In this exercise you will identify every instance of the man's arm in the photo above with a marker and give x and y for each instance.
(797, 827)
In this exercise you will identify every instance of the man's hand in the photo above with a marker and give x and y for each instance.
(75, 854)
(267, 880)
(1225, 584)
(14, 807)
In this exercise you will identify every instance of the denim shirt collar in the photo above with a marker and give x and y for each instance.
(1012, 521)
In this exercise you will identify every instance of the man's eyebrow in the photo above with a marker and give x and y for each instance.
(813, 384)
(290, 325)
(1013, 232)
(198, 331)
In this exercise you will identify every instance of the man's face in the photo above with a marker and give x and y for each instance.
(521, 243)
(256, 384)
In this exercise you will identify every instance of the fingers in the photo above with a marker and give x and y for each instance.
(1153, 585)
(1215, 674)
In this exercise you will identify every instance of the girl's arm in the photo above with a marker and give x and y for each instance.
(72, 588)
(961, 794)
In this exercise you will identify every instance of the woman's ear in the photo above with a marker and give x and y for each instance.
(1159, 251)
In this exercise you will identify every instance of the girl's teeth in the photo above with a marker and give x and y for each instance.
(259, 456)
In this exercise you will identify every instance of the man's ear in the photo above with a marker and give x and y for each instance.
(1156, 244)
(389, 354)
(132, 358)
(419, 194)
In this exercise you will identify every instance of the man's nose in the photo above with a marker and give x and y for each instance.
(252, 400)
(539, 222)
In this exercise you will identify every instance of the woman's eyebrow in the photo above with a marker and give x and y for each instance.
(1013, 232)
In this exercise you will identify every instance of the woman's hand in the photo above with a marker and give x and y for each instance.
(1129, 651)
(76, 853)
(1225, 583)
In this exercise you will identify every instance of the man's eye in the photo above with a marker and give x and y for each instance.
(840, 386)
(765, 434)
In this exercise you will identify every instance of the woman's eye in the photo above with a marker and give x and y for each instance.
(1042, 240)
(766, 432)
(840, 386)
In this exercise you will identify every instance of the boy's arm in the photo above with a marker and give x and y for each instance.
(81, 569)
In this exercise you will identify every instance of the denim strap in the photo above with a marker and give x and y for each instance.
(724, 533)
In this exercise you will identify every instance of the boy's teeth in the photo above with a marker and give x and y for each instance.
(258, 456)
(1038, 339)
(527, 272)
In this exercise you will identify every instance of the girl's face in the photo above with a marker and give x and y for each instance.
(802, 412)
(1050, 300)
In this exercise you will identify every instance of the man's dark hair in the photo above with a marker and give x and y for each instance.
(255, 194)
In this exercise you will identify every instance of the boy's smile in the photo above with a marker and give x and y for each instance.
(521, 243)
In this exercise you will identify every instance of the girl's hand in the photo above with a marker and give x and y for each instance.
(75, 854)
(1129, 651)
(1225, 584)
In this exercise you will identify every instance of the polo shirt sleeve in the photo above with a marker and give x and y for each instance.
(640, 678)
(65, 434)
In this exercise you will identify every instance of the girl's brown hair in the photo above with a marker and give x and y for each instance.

········

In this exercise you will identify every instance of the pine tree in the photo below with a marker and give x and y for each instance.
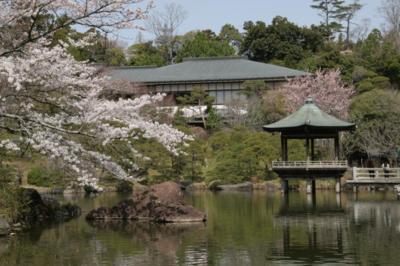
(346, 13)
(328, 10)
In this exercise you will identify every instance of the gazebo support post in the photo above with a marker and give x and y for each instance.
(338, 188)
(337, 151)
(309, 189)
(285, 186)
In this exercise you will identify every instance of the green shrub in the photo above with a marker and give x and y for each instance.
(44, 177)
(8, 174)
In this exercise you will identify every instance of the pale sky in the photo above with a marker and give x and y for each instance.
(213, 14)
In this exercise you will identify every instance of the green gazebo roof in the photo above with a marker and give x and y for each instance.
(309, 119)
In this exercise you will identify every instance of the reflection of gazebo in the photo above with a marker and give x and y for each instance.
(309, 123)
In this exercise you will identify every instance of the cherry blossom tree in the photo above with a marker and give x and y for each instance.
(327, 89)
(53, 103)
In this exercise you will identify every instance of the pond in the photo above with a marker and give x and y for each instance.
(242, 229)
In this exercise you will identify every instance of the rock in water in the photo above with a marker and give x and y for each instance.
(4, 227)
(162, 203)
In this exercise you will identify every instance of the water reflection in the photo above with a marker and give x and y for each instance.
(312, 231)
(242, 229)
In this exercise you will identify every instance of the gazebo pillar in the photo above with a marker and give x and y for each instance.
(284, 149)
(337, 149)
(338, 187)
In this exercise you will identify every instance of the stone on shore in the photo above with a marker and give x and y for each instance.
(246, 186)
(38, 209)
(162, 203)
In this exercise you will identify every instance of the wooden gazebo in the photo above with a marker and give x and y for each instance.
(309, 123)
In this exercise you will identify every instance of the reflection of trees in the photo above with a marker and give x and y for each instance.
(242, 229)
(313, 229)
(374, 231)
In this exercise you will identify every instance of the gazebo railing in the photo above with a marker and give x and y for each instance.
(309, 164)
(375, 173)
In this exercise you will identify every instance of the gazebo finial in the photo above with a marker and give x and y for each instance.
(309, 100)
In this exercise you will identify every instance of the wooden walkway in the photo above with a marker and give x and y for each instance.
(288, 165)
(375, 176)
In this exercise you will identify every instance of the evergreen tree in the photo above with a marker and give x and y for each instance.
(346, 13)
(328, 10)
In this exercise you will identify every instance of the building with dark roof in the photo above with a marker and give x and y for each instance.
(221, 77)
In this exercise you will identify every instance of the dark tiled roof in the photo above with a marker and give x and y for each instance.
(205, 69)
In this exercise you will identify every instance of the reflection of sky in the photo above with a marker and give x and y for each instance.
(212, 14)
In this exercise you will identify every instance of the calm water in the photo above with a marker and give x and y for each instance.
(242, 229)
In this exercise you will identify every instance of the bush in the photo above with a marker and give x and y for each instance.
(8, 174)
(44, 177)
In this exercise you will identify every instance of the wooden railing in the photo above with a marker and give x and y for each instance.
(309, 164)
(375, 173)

········

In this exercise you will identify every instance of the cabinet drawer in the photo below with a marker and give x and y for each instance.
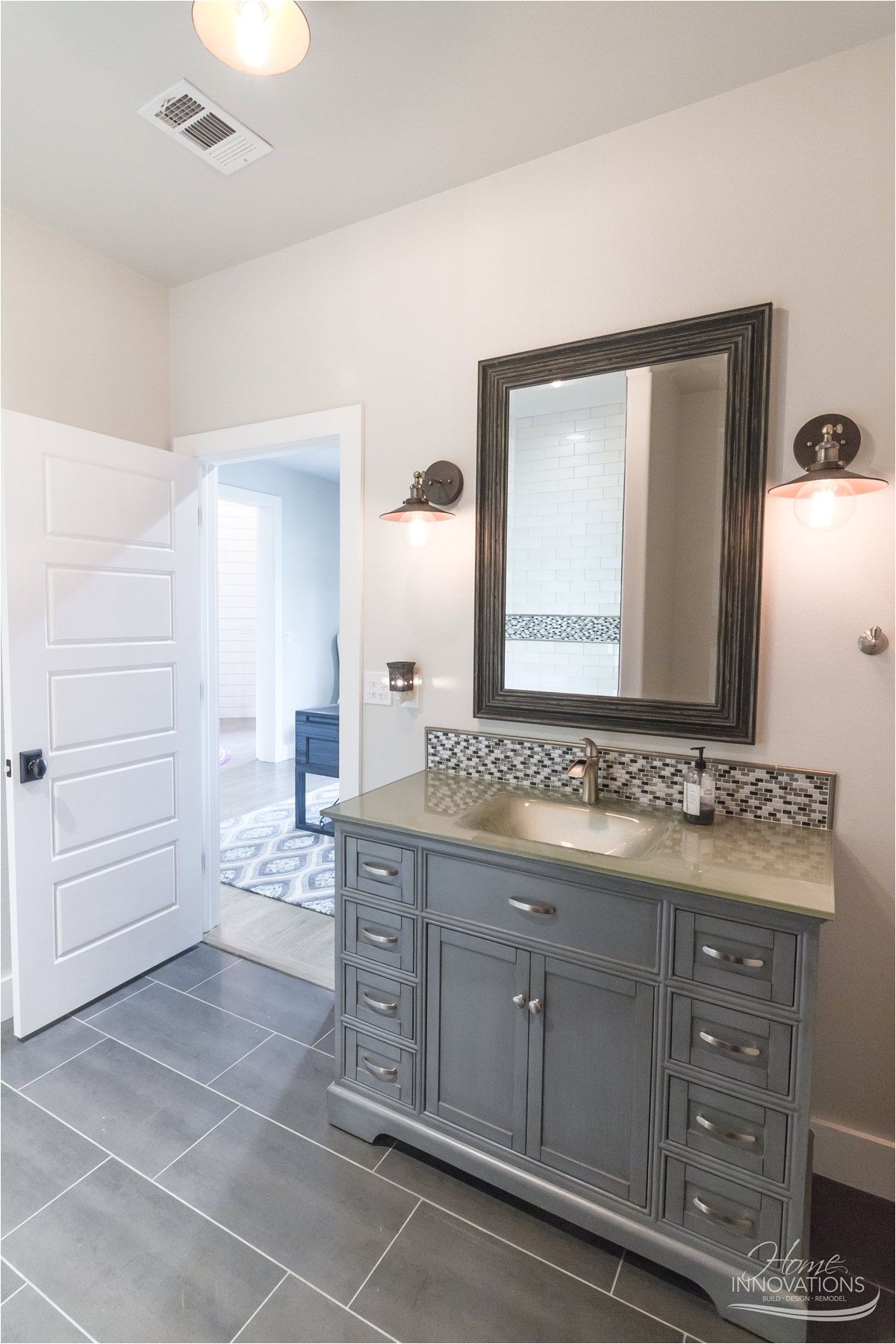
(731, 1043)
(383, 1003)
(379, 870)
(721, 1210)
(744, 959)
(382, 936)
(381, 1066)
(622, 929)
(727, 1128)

········

▶ 지시 사항
위 자료에서 "the girl's hand" 문구가 들어 있는 줄부터 "the girl's brown" 문구가 들어 있는 줄까지, 양 끝 줄을 포함해 그 줄들만 한 글자도 바꾸지 않고 다시 옮겨 적어 주겠어요?

▶ 정답
In this exercise you will identify every instance of the girl's hand in the photo above with a marker and give x and y for each instance.
(75, 854)
(1129, 651)
(1225, 584)
In this exercise you will identify every instance of the polo shirt sleeve in the photo above with a marker and give x and y for each instance.
(640, 678)
(65, 434)
In this exercise you will identify every instance of the girl's brown hair in the photo above with a marker and give x and y for each instance.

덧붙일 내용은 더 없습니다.